Job item
Repeat every entry word for word; omit all pictures.

[Collected data]
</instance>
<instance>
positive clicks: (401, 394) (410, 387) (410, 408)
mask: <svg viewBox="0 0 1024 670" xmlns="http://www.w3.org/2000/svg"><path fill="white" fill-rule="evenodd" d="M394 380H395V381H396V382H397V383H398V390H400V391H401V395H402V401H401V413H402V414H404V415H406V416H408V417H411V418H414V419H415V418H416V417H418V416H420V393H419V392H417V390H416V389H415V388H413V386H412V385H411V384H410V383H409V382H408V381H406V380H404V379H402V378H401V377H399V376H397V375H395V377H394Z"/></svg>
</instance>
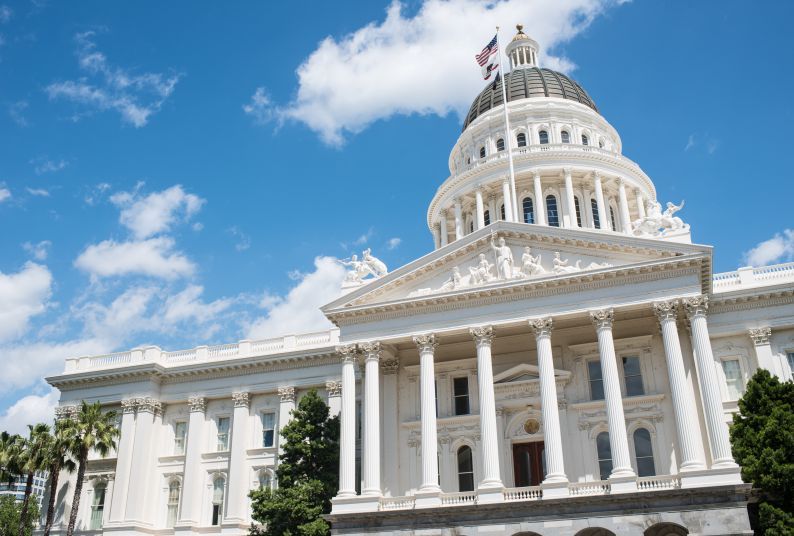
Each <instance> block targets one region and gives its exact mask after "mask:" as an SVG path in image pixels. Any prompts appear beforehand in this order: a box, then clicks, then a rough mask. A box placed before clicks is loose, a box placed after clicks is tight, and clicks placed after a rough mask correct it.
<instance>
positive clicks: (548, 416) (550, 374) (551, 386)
mask: <svg viewBox="0 0 794 536" xmlns="http://www.w3.org/2000/svg"><path fill="white" fill-rule="evenodd" d="M529 325H530V327H531V328H532V330H533V331H534V332H535V343H536V344H537V348H538V370H539V373H540V410H541V418H542V419H543V441H544V442H545V455H546V471H547V473H546V478H545V480H543V483H544V484H557V483H565V484H567V483H568V477H566V476H565V465H564V463H563V455H562V433H561V431H560V414H559V410H558V408H557V382H556V379H555V377H554V357H553V355H552V352H551V328H552V319H551V318H550V317H548V318H538V319H535V320H530V321H529ZM565 491H566V492H567V491H568V488H567V486H566V487H565ZM566 494H567V493H566Z"/></svg>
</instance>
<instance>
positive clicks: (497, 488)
mask: <svg viewBox="0 0 794 536" xmlns="http://www.w3.org/2000/svg"><path fill="white" fill-rule="evenodd" d="M504 491H505V487H504V486H503V485H502V483H501V482H499V483H498V484H497V485H480V487H478V488H477V504H493V503H500V502H504V501H505V495H504Z"/></svg>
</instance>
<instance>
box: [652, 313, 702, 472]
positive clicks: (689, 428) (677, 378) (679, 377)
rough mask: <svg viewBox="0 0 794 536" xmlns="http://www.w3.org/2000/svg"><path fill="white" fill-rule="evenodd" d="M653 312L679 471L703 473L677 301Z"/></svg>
mask: <svg viewBox="0 0 794 536" xmlns="http://www.w3.org/2000/svg"><path fill="white" fill-rule="evenodd" d="M653 312H654V313H656V316H657V317H658V318H659V325H660V327H661V329H662V341H663V342H664V354H665V361H666V362H667V376H668V377H669V379H670V392H671V394H672V397H673V412H674V413H675V429H676V432H677V434H678V448H679V449H680V451H681V453H680V454H681V463H680V465H679V468H678V470H679V471H692V470H699V469H705V467H706V466H705V462H704V460H705V456H704V454H703V443H702V442H701V441H700V426H699V425H698V421H697V409H696V408H695V399H694V397H693V395H692V393H691V392H690V391H689V385H688V384H687V381H686V371H685V370H684V356H683V355H682V354H681V342H680V341H679V340H678V326H677V324H676V314H677V312H678V301H677V300H670V301H664V302H656V303H654V304H653Z"/></svg>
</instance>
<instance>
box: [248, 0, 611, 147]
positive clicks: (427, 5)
mask: <svg viewBox="0 0 794 536" xmlns="http://www.w3.org/2000/svg"><path fill="white" fill-rule="evenodd" d="M620 3H622V2H620V1H619V0H547V1H544V2H528V1H526V0H501V1H491V2H482V1H478V0H425V1H424V2H423V3H422V5H421V6H420V7H419V9H418V11H417V12H416V14H415V15H413V16H411V15H405V14H404V13H403V8H404V6H403V4H402V3H400V2H399V1H394V2H393V3H392V4H391V5H390V6H389V8H388V10H387V13H386V18H385V20H383V21H382V22H371V23H369V24H367V25H366V26H364V27H362V28H359V29H358V30H356V31H355V32H353V33H351V34H348V35H346V36H344V37H341V38H339V39H335V38H333V37H327V38H326V39H324V40H323V41H322V42H321V43H320V44H319V46H318V47H317V49H316V50H315V51H314V52H312V53H311V54H310V55H309V57H308V58H306V60H304V62H303V63H302V64H301V65H300V66H299V67H298V70H297V75H298V90H297V96H296V97H295V99H294V100H293V101H292V102H290V103H289V104H287V105H285V106H272V105H271V103H270V101H269V99H267V95H266V90H265V89H264V88H258V89H257V90H256V93H255V94H254V97H253V98H252V102H251V104H248V105H246V107H248V108H249V109H250V110H251V111H250V112H249V111H248V110H246V112H247V113H250V114H251V115H254V116H255V117H257V118H259V119H265V120H266V119H267V118H269V117H273V118H275V119H276V120H278V121H279V122H283V121H285V120H294V121H298V122H301V123H304V124H306V125H307V126H308V127H309V128H310V129H312V130H313V131H315V132H317V133H318V134H319V135H320V137H321V138H322V139H323V140H324V141H325V142H326V143H329V144H334V145H338V144H341V143H342V142H343V140H344V137H345V135H346V134H347V133H353V134H355V133H358V132H360V131H362V130H364V129H365V128H367V126H368V125H369V124H370V123H372V122H373V121H377V120H379V119H386V118H389V117H391V116H393V115H396V114H399V115H411V114H420V115H424V114H436V115H440V116H444V115H447V114H448V113H450V112H457V113H458V114H459V115H462V114H463V113H465V112H466V111H467V110H468V107H469V105H470V104H471V101H472V99H473V98H474V96H475V95H477V93H478V92H479V91H480V90H481V89H482V86H483V81H482V79H481V77H480V70H479V69H478V68H477V65H476V63H475V61H474V55H475V54H476V53H477V52H479V51H480V50H481V49H482V47H483V46H484V45H485V44H486V43H487V42H488V40H490V39H491V37H492V35H493V33H492V31H493V30H492V28H494V27H495V26H497V25H500V26H501V27H502V28H504V30H503V32H502V34H501V36H500V37H501V42H502V44H503V45H504V44H505V43H507V42H508V41H509V40H510V39H511V38H512V36H513V33H514V30H513V27H514V25H515V24H516V23H518V22H523V23H524V24H525V32H526V33H528V34H529V35H530V36H532V37H533V38H535V39H536V40H537V41H538V42H539V43H540V45H541V46H542V47H545V50H546V53H545V55H544V57H542V58H541V61H542V63H543V64H544V65H545V66H547V67H551V68H555V69H562V70H565V71H570V70H572V69H573V68H574V65H573V63H572V62H571V61H570V60H568V59H567V58H565V57H562V56H554V55H550V54H549V53H548V50H549V49H553V48H554V47H555V46H558V45H560V44H561V43H565V42H567V41H569V40H571V39H572V38H574V37H575V36H576V35H578V34H579V33H581V32H582V31H583V30H584V29H585V28H587V27H588V26H589V25H590V23H591V22H592V21H593V20H594V19H595V18H596V17H598V16H599V15H601V14H603V13H604V12H605V11H606V10H608V9H609V8H611V7H613V6H615V5H619V4H620ZM244 109H245V107H244Z"/></svg>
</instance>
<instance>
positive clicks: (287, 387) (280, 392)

Task response
</instance>
<instance>
positive clicks: (401, 394) (410, 387) (410, 408)
mask: <svg viewBox="0 0 1024 670" xmlns="http://www.w3.org/2000/svg"><path fill="white" fill-rule="evenodd" d="M394 380H395V381H396V382H397V383H398V390H400V391H401V395H402V401H401V413H402V414H404V415H406V416H408V417H411V418H414V419H415V418H416V417H418V416H420V393H419V392H417V390H416V389H415V388H413V386H412V385H411V384H410V383H409V382H408V381H406V380H404V379H402V378H401V377H399V376H397V375H395V377H394Z"/></svg>
</instance>
Each <instance> block targets one region and gives its exact mask after "mask:" as an SVG path in image pixels. Any prompts appear beforehand in this order: a box, then clicks, then a rough mask. A box placed before clicks is loose, a box placed after clicks is tight, and clicks placed after a rough mask correct it.
<instance>
positive clicks: (548, 416) (550, 374) (551, 386)
mask: <svg viewBox="0 0 794 536" xmlns="http://www.w3.org/2000/svg"><path fill="white" fill-rule="evenodd" d="M529 325H530V327H531V328H532V330H533V331H534V332H535V343H536V344H537V348H538V370H539V373H540V410H541V418H542V419H543V441H544V442H545V455H546V471H547V473H546V478H545V480H543V483H544V484H557V483H565V484H567V483H568V477H566V476H565V465H564V463H563V455H562V433H561V431H560V414H559V410H558V408H557V382H556V379H555V377H554V357H553V355H552V352H551V328H552V319H551V318H550V317H548V318H538V319H535V320H530V321H529ZM565 491H566V492H567V491H568V488H567V486H566V487H565ZM566 494H567V493H566Z"/></svg>
</instance>
<instance>
positive clicks: (497, 488)
mask: <svg viewBox="0 0 794 536" xmlns="http://www.w3.org/2000/svg"><path fill="white" fill-rule="evenodd" d="M504 491H505V487H504V486H503V485H502V483H501V482H499V483H498V484H497V485H480V487H478V488H477V504H493V503H500V502H504V501H505V495H504Z"/></svg>
</instance>
<instance>
box: [652, 313, 702, 472]
positive clicks: (689, 428) (677, 378) (679, 377)
rough mask: <svg viewBox="0 0 794 536" xmlns="http://www.w3.org/2000/svg"><path fill="white" fill-rule="evenodd" d="M653 312L679 471L703 473L677 301Z"/></svg>
mask: <svg viewBox="0 0 794 536" xmlns="http://www.w3.org/2000/svg"><path fill="white" fill-rule="evenodd" d="M653 312H654V313H656V316H657V317H658V318H659V325H660V327H661V329H662V341H663V342H664V354H665V361H666V362H667V376H668V377H669V379H670V392H671V394H672V397H673V412H674V413H675V429H676V432H677V434H678V448H679V449H680V451H681V453H680V454H681V463H680V465H679V468H678V470H679V471H692V470H699V469H705V467H706V466H705V462H704V460H705V456H704V454H703V443H702V442H701V441H700V426H699V425H698V421H697V409H696V408H695V399H694V397H693V395H692V393H691V392H690V391H689V385H688V384H687V381H686V371H685V370H684V356H683V355H682V354H681V342H680V341H679V340H678V326H677V324H676V314H677V312H678V301H677V300H670V301H664V302H656V303H654V304H653Z"/></svg>
</instance>
<instance>
box: [248, 0, 611, 147]
positive clicks: (427, 5)
mask: <svg viewBox="0 0 794 536" xmlns="http://www.w3.org/2000/svg"><path fill="white" fill-rule="evenodd" d="M620 3H622V2H620V1H619V0H547V1H544V2H528V1H526V0H501V1H491V2H482V1H478V0H425V1H424V2H423V3H422V5H421V6H420V7H419V9H418V11H417V12H416V14H415V15H413V16H411V15H405V14H404V13H403V8H404V6H403V4H402V3H400V2H399V1H394V2H393V3H392V4H391V5H390V6H389V8H388V10H387V13H386V18H385V20H383V21H382V22H371V23H369V24H367V25H366V26H364V27H362V28H359V29H358V30H356V31H355V32H353V33H351V34H348V35H346V36H344V37H341V38H339V39H335V38H333V37H327V38H326V39H324V40H323V41H322V42H321V43H320V44H319V46H318V47H317V49H316V50H315V51H314V52H312V53H311V54H310V55H309V57H308V58H306V60H304V62H303V63H302V64H301V65H300V66H299V67H298V70H297V75H298V90H297V96H296V97H295V99H294V100H293V101H292V102H290V103H289V104H287V105H285V106H272V105H271V103H270V101H269V99H267V95H266V90H265V89H264V88H258V89H257V90H256V93H255V94H254V97H253V98H252V102H251V104H248V105H246V107H248V108H249V109H250V110H251V111H250V112H249V111H248V110H246V112H247V113H250V114H251V115H254V116H255V117H257V118H259V119H265V120H266V119H267V118H269V117H273V118H275V119H276V120H278V121H279V122H283V121H285V120H294V121H298V122H301V123H304V124H306V125H307V126H308V127H309V128H310V129H312V130H313V131H315V132H317V133H318V134H319V135H320V137H321V138H322V139H323V140H324V141H325V142H326V143H329V144H334V145H338V144H341V143H342V142H343V140H344V137H345V135H346V134H347V133H353V134H355V133H358V132H360V131H362V130H364V129H365V128H367V126H368V125H369V124H370V123H372V122H373V121H377V120H379V119H386V118H389V117H391V116H393V115H396V114H399V115H411V114H420V115H424V114H436V115H440V116H444V115H447V114H448V113H450V112H457V113H458V114H459V115H462V114H463V113H465V112H466V111H467V110H468V107H469V105H470V104H471V101H472V99H473V98H474V96H475V95H477V93H478V92H479V91H480V90H481V89H482V86H483V81H482V79H481V77H480V70H479V69H478V68H477V65H476V63H475V61H474V55H475V54H476V53H477V52H479V51H480V50H481V49H482V47H483V46H484V45H485V44H486V43H487V42H488V40H490V39H491V37H492V35H493V33H492V31H493V30H492V28H494V27H495V26H497V25H500V26H501V27H502V28H504V30H503V32H502V34H501V36H500V37H501V42H502V44H503V45H504V44H505V43H507V42H508V41H509V40H510V39H511V38H512V36H513V33H514V30H513V27H514V25H515V24H516V23H518V22H523V23H524V24H525V32H526V33H528V34H529V35H530V36H532V37H533V38H535V39H536V40H537V41H538V42H539V43H540V45H541V46H542V47H545V50H546V53H545V55H544V57H542V58H541V61H542V63H543V64H544V65H545V66H547V67H551V68H555V69H562V70H565V71H570V70H572V69H573V68H574V65H573V63H572V62H571V61H570V60H568V59H567V58H565V57H562V56H554V55H550V54H549V53H548V50H549V49H553V48H554V47H555V46H558V45H560V44H561V43H565V42H567V41H569V40H571V39H572V38H574V37H575V36H576V35H578V34H579V33H581V32H582V31H583V30H584V29H585V28H587V27H588V26H589V25H590V23H591V22H592V21H593V20H594V19H595V18H596V17H598V16H599V15H601V14H603V13H604V12H605V11H606V10H608V9H609V8H611V7H613V6H615V5H619V4H620ZM244 109H245V107H244Z"/></svg>
</instance>
<instance>
positive clicks: (287, 387) (280, 392)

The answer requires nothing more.